What is being asked:
Without copying any pictures, restate exactly the lines from the start of the records through the line containing "Report the location of every instance of the weathered".

Input material:
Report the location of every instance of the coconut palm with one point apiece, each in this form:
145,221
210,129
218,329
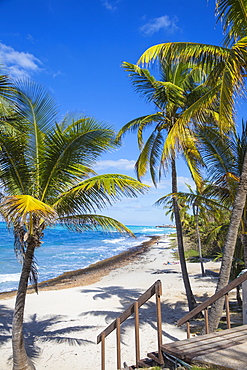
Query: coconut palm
203,203
182,99
229,69
47,177
224,157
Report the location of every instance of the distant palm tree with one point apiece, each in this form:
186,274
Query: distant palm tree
203,203
229,63
182,99
47,177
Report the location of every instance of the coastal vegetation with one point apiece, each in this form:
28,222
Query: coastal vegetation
227,70
47,178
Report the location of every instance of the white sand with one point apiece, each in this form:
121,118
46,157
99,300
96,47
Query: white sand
62,325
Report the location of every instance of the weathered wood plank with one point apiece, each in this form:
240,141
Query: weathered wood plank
156,287
188,349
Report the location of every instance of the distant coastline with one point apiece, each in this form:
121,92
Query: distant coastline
166,226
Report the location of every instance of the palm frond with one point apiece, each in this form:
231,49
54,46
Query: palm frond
19,209
140,124
233,16
98,192
70,154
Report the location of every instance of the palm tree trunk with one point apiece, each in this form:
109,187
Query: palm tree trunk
188,290
229,247
20,358
199,242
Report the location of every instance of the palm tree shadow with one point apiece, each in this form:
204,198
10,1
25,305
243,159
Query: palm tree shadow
147,313
41,330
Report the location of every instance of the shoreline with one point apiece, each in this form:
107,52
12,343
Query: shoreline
61,325
91,274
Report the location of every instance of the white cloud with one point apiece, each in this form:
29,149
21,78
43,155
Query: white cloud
120,164
18,64
160,23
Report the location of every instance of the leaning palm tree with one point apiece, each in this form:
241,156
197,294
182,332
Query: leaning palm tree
47,177
182,99
224,157
204,205
229,63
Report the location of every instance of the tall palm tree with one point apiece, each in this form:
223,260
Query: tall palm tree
47,177
204,205
182,99
227,79
224,157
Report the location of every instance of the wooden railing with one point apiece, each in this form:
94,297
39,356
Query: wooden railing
208,302
155,289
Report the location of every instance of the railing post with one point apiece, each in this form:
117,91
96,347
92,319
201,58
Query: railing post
188,329
206,320
228,319
103,351
159,319
137,339
118,343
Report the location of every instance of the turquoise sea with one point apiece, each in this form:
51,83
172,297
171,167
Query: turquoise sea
64,250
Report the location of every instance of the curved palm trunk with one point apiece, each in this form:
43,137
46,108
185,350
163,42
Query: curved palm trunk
20,358
229,247
189,294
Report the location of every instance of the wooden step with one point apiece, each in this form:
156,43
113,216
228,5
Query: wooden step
155,358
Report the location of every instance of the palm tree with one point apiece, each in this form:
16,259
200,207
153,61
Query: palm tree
47,177
203,203
182,99
227,80
224,157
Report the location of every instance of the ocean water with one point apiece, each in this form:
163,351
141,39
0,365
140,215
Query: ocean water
63,250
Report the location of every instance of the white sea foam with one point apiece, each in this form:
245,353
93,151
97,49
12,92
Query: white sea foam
114,241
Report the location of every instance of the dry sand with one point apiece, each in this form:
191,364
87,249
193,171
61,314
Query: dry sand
61,325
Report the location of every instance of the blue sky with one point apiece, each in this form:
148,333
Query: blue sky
75,48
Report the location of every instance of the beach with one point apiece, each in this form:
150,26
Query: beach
63,321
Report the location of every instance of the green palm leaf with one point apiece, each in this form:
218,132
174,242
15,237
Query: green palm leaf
98,192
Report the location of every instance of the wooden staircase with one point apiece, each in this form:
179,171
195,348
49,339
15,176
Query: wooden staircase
184,350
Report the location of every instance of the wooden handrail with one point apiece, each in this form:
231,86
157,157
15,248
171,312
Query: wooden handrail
156,288
208,302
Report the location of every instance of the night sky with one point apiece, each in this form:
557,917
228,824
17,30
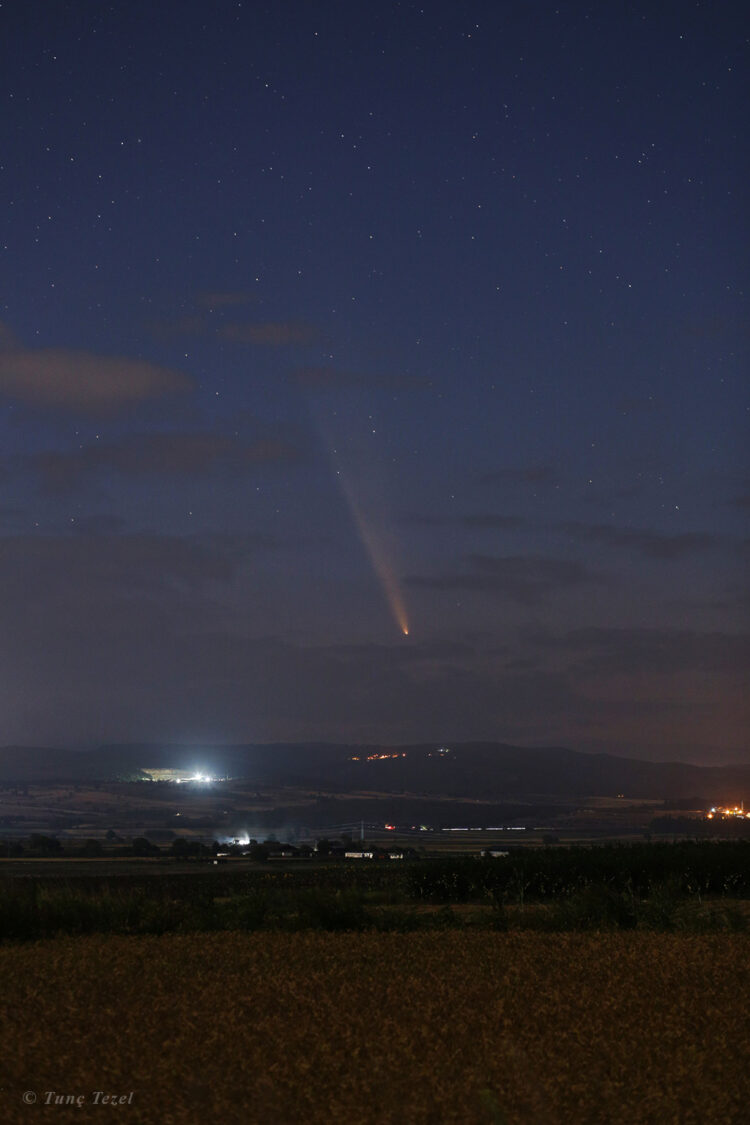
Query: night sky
375,372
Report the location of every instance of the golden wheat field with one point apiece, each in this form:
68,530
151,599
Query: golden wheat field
378,1029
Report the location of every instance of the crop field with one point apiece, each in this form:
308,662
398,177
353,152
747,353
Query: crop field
378,1028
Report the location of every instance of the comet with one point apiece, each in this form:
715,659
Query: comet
375,542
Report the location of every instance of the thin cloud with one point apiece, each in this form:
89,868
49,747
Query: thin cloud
527,579
652,543
159,455
57,378
652,651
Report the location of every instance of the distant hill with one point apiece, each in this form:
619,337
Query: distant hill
480,771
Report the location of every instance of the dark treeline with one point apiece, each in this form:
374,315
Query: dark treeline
687,885
693,867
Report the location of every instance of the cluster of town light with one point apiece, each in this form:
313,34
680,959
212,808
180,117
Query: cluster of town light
724,810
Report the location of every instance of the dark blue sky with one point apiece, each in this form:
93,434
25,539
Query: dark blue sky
322,321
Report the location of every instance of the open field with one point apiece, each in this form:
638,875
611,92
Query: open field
380,1029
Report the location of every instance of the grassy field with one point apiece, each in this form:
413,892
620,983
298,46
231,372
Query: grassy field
417,1028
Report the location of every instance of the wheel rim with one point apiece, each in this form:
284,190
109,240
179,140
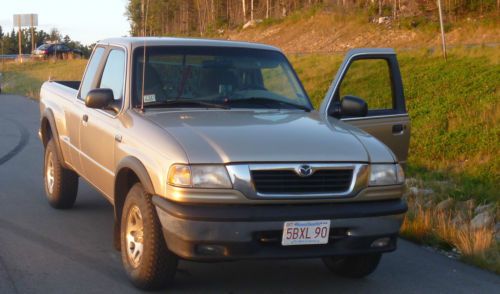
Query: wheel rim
134,235
49,173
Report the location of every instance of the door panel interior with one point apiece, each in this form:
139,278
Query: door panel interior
387,118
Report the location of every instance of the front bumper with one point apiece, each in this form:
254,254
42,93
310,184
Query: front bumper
226,232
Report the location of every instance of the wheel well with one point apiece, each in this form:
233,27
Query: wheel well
125,179
46,131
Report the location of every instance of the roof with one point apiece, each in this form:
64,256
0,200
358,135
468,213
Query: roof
133,42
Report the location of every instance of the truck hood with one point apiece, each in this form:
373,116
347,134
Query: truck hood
229,136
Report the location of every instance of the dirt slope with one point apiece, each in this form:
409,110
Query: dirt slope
328,32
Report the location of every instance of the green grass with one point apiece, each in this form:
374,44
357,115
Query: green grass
27,78
454,107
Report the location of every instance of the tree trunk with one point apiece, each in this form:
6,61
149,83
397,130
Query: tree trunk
267,8
251,10
244,11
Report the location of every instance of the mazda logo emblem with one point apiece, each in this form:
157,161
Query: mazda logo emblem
304,170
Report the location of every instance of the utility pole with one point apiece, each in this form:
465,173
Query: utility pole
32,34
443,39
19,34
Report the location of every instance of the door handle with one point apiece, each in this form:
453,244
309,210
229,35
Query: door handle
397,129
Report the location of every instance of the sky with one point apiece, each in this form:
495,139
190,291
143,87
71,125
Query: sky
86,21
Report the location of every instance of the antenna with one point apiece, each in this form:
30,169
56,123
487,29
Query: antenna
144,16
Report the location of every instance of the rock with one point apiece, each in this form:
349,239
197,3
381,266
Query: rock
482,208
416,191
383,19
427,192
481,221
444,205
249,24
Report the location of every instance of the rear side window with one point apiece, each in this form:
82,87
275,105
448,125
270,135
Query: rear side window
112,76
90,73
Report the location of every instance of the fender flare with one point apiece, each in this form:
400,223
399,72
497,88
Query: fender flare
139,169
133,164
48,116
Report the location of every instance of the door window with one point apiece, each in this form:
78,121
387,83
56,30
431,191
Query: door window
112,76
88,79
370,80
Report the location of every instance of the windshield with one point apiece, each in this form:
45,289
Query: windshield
232,77
44,46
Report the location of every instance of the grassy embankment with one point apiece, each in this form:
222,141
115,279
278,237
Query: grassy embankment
455,146
454,107
27,78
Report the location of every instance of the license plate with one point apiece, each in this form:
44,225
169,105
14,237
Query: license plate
305,232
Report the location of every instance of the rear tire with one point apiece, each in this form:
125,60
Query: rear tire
145,256
355,266
61,185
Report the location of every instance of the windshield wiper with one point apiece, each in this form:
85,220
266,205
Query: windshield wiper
267,102
187,102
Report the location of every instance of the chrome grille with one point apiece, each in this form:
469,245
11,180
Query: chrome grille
288,181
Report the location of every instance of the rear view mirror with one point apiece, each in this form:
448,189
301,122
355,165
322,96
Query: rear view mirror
353,106
99,98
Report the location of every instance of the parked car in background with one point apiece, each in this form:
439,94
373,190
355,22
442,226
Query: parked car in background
56,50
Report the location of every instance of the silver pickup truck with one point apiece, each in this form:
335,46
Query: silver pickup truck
211,151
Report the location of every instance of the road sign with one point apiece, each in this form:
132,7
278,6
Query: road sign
25,20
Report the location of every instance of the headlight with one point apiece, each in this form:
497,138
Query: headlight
386,174
199,176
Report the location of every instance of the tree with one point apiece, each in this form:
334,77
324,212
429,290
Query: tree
66,39
55,35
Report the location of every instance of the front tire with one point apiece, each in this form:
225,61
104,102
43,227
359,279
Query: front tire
61,185
145,256
355,266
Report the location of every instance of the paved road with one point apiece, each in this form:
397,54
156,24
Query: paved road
47,251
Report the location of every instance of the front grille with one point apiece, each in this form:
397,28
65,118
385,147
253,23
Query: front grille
287,181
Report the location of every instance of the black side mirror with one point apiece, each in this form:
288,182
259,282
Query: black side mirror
353,106
99,98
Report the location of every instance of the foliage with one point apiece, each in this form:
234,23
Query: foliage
9,42
27,78
201,17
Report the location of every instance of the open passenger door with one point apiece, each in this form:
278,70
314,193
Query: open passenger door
367,92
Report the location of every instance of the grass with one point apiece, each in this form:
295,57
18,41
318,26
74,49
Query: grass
27,78
426,225
454,107
454,149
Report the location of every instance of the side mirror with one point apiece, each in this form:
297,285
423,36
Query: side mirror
353,106
99,98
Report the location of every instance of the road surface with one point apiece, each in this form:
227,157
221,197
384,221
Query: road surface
43,250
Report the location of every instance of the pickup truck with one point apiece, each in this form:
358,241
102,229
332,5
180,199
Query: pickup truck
211,150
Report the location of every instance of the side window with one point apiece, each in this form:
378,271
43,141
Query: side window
112,75
90,73
370,80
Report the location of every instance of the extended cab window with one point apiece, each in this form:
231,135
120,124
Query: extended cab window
113,73
370,80
89,77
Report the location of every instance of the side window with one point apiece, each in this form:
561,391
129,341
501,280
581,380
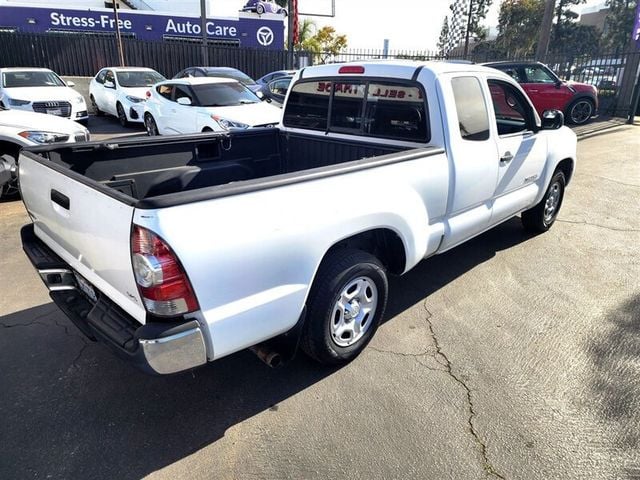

Your solution:
Report the location of every instance of the coconut palm with one point apiece, each in this form:
145,221
210,129
218,329
Query: coconut palm
203,203
182,99
229,69
47,177
224,157
Report the location of every instance of the distant palm tree with one point apiece, each in this form:
186,274
Query: distant palm tree
203,203
229,63
182,99
47,177
Report the location of every instance of the coastal vegetation with one point apiece, each in this form:
28,222
Query: coastal vegetation
227,70
47,178
Report the location of every instance of the white sand with one point apiece, each in this form:
121,118
46,157
99,300
96,47
Query: white sand
62,325
Report the location of every instance of the weathered wood plank with one point apiece, each in this form:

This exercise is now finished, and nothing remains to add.